# INSTRUCTIONS FOR THE TASK
Select every line in the items below that contains the word "instance" and copy each one out.

# DATASET EXCERPTS
____________

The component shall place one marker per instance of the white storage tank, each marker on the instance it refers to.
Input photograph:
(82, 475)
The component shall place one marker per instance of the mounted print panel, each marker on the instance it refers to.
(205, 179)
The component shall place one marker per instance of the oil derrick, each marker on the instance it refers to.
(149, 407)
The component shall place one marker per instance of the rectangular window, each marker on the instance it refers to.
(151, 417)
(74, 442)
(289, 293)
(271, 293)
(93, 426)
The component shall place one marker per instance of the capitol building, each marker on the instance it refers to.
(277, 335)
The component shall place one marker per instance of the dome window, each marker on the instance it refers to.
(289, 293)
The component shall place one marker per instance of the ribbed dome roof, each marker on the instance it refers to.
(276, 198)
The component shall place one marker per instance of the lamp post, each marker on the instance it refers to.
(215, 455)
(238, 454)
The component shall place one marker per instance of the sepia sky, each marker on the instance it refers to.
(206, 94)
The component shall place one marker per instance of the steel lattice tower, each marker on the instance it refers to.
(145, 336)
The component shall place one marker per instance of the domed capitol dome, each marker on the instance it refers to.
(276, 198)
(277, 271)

____________

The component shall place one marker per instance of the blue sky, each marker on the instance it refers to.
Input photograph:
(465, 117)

____________

# COMPLETED EXERCISE
The component shall place one marker per instance of the white storage tank, each marker on the instance it refers to.
The component shall place one marker per instance of the mounted print panel, each marker on the instance it refers to.
The component shall place one marker per instance of the oil derrick, each marker on the instance it refers to.
The component shall place one marker per instance of the rectangular window, each marker on the instance it refers to.
The component shall place one marker per instance of the capitol building, each marker on the instance it refers to.
The component shall place one marker per instance of the dome window, each marker on the instance it refers to.
The component shall place one marker per instance of the ribbed dome roof, each marker on the instance it refers to.
The component shall place one marker per instance of the lamp post, each marker on the instance it refers to.
The component shall place one marker per instance of the sepia sky, each marker on the instance it refers to.
The component shall place one marker per instance of the steel lattice tower, each marker on the instance it refers to.
The component shall place one marker per instance of the domed capitol dome, each marker on the instance it refers to.
The component shall place one marker per instance of the blue sky, each marker on the instance it refers to.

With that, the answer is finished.